*To be done*
Beginning with the line where "tower with a single point, one per instance." appears, retype every remaining line of the data below, both the first and last included.

>> Begin

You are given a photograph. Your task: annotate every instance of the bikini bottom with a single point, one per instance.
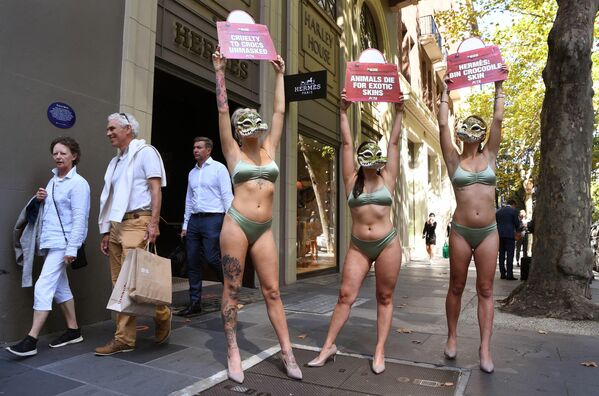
(251, 229)
(474, 236)
(372, 249)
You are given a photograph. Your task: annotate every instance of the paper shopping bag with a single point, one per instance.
(153, 280)
(120, 301)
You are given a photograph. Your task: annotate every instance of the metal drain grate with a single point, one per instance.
(321, 304)
(348, 375)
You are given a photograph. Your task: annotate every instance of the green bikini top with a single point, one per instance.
(463, 178)
(245, 171)
(382, 197)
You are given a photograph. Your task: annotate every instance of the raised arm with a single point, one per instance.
(450, 154)
(390, 169)
(492, 146)
(278, 115)
(347, 145)
(228, 143)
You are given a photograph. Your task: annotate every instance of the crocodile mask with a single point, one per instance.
(370, 156)
(472, 130)
(249, 123)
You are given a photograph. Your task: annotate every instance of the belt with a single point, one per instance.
(137, 214)
(207, 214)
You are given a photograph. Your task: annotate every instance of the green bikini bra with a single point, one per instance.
(463, 178)
(244, 171)
(382, 197)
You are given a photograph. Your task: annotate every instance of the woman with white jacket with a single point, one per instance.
(64, 228)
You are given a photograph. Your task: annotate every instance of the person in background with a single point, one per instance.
(209, 196)
(429, 235)
(507, 224)
(63, 230)
(129, 215)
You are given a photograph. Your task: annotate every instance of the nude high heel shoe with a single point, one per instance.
(319, 362)
(234, 376)
(378, 368)
(293, 370)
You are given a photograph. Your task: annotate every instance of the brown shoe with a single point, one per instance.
(163, 329)
(113, 346)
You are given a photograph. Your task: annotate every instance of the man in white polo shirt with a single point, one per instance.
(129, 216)
(209, 196)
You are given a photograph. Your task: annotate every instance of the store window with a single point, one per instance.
(316, 206)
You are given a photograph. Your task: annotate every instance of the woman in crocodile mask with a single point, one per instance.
(374, 237)
(249, 149)
(473, 227)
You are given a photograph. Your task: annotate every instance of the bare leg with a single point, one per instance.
(355, 268)
(233, 249)
(485, 257)
(39, 318)
(387, 268)
(68, 310)
(459, 259)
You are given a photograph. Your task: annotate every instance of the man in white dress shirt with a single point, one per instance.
(209, 196)
(129, 215)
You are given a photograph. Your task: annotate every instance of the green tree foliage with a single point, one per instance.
(520, 29)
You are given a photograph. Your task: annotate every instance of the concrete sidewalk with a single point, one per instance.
(532, 356)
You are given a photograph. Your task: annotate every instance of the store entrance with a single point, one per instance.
(182, 111)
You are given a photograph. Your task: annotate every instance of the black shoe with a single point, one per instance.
(71, 336)
(192, 309)
(27, 347)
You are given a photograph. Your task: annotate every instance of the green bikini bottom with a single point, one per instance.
(372, 249)
(251, 229)
(474, 236)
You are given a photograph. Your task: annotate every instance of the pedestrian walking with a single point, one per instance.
(429, 235)
(129, 215)
(64, 209)
(208, 197)
(507, 224)
(473, 227)
(373, 236)
(249, 149)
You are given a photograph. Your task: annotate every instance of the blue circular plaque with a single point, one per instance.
(61, 115)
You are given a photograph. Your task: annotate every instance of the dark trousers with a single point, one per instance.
(522, 245)
(202, 243)
(506, 248)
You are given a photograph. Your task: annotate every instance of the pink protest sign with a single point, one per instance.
(372, 82)
(474, 67)
(245, 41)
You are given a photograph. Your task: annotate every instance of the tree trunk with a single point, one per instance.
(562, 258)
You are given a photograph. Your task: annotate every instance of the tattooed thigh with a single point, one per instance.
(231, 268)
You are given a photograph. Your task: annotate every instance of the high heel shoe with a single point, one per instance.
(487, 367)
(378, 368)
(449, 355)
(234, 376)
(293, 370)
(319, 362)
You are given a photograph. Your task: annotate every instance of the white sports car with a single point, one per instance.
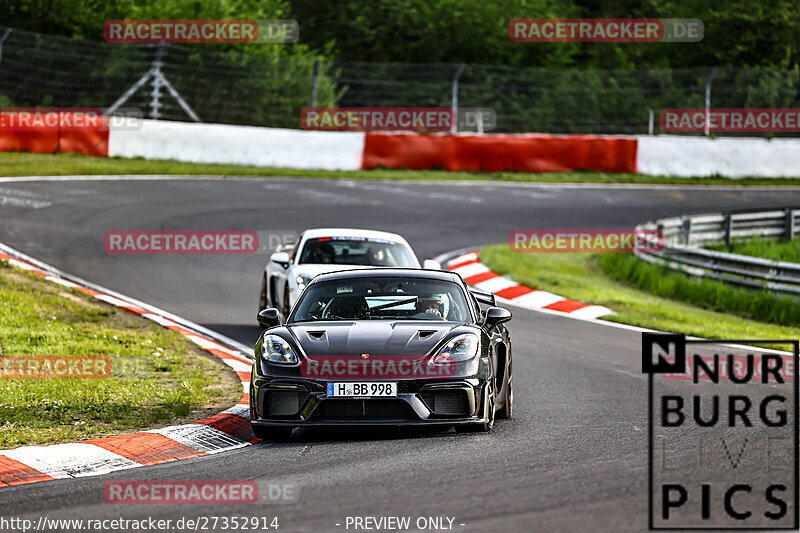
(323, 250)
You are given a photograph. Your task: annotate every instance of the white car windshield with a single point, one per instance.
(356, 251)
(382, 298)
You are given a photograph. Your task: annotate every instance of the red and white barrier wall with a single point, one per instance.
(667, 155)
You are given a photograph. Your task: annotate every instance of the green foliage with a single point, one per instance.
(157, 376)
(704, 293)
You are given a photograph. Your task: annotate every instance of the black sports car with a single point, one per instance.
(383, 347)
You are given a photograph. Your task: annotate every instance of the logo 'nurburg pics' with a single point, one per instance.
(723, 433)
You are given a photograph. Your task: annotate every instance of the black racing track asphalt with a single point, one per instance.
(574, 457)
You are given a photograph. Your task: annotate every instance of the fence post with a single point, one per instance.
(708, 98)
(155, 101)
(454, 97)
(2, 40)
(728, 229)
(687, 230)
(314, 76)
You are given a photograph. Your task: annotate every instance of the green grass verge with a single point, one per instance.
(23, 164)
(158, 377)
(624, 284)
(775, 249)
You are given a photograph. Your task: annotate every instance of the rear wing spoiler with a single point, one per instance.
(484, 297)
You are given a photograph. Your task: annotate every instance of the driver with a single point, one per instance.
(324, 253)
(433, 304)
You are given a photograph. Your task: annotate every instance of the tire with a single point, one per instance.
(508, 408)
(273, 433)
(483, 427)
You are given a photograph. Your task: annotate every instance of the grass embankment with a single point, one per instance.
(158, 377)
(23, 164)
(652, 297)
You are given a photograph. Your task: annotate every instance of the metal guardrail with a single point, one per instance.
(683, 238)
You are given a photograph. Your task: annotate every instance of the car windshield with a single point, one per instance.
(382, 298)
(357, 251)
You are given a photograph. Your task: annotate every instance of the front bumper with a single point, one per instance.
(423, 402)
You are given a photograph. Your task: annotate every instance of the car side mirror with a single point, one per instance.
(281, 258)
(269, 318)
(495, 316)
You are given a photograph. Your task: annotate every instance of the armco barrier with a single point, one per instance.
(240, 145)
(495, 153)
(683, 238)
(667, 155)
(88, 140)
(683, 156)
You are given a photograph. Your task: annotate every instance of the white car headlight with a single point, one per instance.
(275, 349)
(461, 348)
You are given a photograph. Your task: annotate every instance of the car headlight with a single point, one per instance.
(461, 348)
(275, 349)
(303, 280)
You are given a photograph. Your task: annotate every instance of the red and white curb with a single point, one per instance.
(224, 431)
(478, 275)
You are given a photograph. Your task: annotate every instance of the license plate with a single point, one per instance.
(366, 389)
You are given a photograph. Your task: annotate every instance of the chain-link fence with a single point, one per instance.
(236, 88)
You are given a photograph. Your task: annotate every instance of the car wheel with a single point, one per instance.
(275, 433)
(262, 301)
(483, 427)
(507, 410)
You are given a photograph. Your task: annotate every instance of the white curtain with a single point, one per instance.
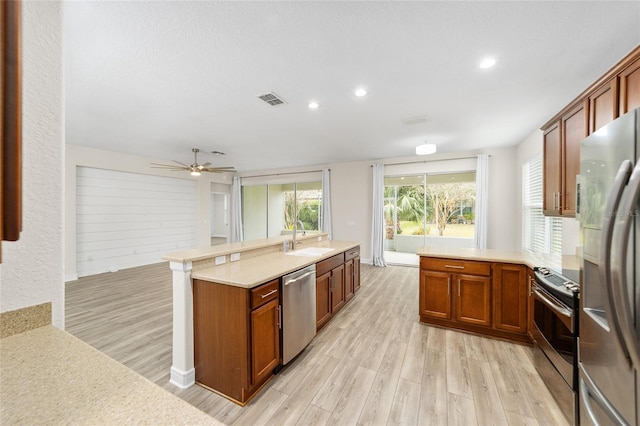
(236, 210)
(377, 227)
(325, 226)
(482, 204)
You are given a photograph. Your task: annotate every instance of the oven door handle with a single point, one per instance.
(560, 310)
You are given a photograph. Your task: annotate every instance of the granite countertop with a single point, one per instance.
(252, 272)
(51, 377)
(504, 256)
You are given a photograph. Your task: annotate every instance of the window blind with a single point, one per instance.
(540, 234)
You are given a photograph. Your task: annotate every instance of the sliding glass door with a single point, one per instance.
(428, 210)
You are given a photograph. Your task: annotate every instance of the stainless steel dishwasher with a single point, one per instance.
(298, 311)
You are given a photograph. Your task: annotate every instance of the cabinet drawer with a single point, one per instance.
(328, 264)
(456, 266)
(351, 253)
(264, 293)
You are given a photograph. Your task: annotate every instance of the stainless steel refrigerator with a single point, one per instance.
(609, 319)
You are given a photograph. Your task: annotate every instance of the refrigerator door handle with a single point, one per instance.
(619, 285)
(622, 176)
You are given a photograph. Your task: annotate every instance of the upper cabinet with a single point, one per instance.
(614, 94)
(629, 80)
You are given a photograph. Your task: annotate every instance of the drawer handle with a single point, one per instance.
(269, 294)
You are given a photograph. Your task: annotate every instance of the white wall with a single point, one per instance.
(32, 268)
(89, 157)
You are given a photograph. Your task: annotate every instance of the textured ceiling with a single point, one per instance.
(158, 78)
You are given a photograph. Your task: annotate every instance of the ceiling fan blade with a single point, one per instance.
(166, 166)
(182, 164)
(218, 169)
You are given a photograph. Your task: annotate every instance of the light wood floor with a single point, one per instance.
(373, 364)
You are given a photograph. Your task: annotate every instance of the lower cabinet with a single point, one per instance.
(510, 297)
(483, 297)
(236, 337)
(337, 280)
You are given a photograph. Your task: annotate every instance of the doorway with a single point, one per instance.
(219, 218)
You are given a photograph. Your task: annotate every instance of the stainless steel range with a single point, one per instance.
(555, 331)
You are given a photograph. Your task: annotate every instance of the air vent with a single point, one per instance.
(272, 99)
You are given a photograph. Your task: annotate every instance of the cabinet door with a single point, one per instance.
(603, 106)
(510, 297)
(356, 274)
(337, 289)
(265, 341)
(349, 283)
(630, 87)
(530, 301)
(574, 130)
(473, 299)
(323, 299)
(552, 185)
(435, 294)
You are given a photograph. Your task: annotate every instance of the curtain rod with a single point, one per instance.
(429, 161)
(283, 174)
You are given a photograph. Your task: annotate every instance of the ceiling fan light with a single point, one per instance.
(426, 149)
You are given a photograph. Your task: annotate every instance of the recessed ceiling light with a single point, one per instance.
(487, 63)
(360, 92)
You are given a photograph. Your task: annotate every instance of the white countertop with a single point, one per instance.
(251, 272)
(200, 253)
(504, 256)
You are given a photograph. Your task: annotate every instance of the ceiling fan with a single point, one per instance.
(194, 168)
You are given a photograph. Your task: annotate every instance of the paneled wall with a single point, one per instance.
(130, 219)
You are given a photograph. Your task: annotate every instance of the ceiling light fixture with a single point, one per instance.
(360, 92)
(426, 149)
(487, 63)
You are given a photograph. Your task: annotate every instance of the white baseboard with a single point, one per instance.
(182, 379)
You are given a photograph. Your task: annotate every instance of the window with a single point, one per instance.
(540, 234)
(269, 210)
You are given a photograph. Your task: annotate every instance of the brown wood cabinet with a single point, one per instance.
(603, 105)
(473, 301)
(552, 175)
(629, 82)
(337, 280)
(236, 337)
(562, 162)
(613, 94)
(530, 301)
(510, 298)
(482, 297)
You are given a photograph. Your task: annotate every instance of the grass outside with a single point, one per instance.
(451, 230)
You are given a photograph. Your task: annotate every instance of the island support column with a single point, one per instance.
(183, 373)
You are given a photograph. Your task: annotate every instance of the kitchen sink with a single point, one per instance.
(310, 251)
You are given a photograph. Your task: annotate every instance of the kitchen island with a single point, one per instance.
(480, 290)
(256, 266)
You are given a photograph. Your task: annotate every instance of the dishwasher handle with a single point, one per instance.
(299, 278)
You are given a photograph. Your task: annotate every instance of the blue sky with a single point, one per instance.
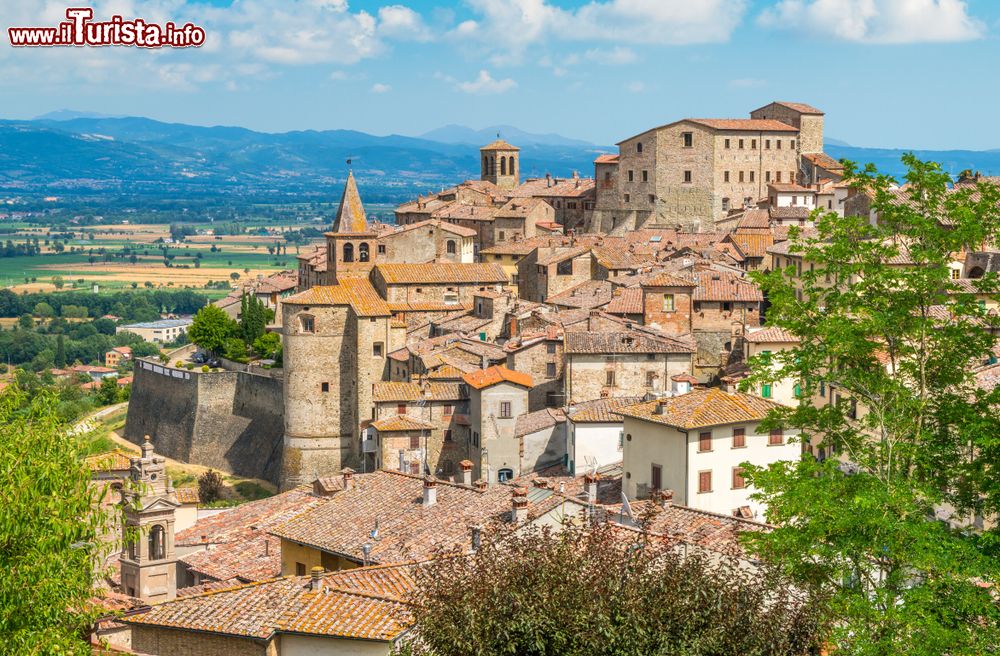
(893, 73)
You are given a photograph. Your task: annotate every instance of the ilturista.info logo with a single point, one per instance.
(80, 29)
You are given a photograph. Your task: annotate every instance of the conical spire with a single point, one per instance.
(350, 214)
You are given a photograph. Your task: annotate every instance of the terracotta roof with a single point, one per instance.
(626, 301)
(362, 604)
(438, 272)
(772, 334)
(624, 342)
(532, 422)
(407, 529)
(702, 408)
(497, 374)
(401, 423)
(356, 292)
(499, 144)
(399, 391)
(600, 411)
(351, 213)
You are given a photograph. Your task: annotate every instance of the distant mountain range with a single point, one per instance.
(69, 152)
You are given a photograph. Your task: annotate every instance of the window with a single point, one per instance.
(705, 441)
(307, 324)
(157, 543)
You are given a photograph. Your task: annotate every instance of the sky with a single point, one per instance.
(889, 73)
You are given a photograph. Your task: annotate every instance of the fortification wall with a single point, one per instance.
(228, 420)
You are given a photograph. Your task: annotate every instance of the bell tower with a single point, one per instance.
(148, 561)
(500, 164)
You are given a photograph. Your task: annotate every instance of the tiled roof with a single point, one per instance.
(496, 374)
(401, 423)
(362, 604)
(351, 213)
(719, 286)
(600, 410)
(437, 272)
(626, 301)
(399, 391)
(747, 124)
(532, 422)
(702, 408)
(356, 292)
(772, 335)
(407, 529)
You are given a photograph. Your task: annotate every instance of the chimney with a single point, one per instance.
(477, 537)
(590, 486)
(316, 583)
(466, 467)
(519, 502)
(348, 475)
(430, 491)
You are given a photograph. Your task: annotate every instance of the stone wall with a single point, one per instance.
(228, 420)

>> End

*Final result*
You are given a photograph. Your task: annotate every instance of the bell tower with a single point, one per instance.
(148, 561)
(500, 164)
You are given a photograph. Your task: annotate every instance of the tiled roof with a single point, one per instance.
(496, 374)
(401, 423)
(362, 604)
(351, 213)
(719, 286)
(600, 410)
(437, 272)
(626, 301)
(399, 391)
(747, 124)
(532, 422)
(702, 408)
(356, 292)
(772, 335)
(407, 529)
You are given a photograph. Your task: annotate every instance of the chimney with a single point, one per instance.
(477, 537)
(590, 486)
(316, 583)
(466, 467)
(519, 502)
(348, 475)
(430, 491)
You are given a photograph. Your task: annotate every instance of the stone wall with a single point, one per instance.
(228, 420)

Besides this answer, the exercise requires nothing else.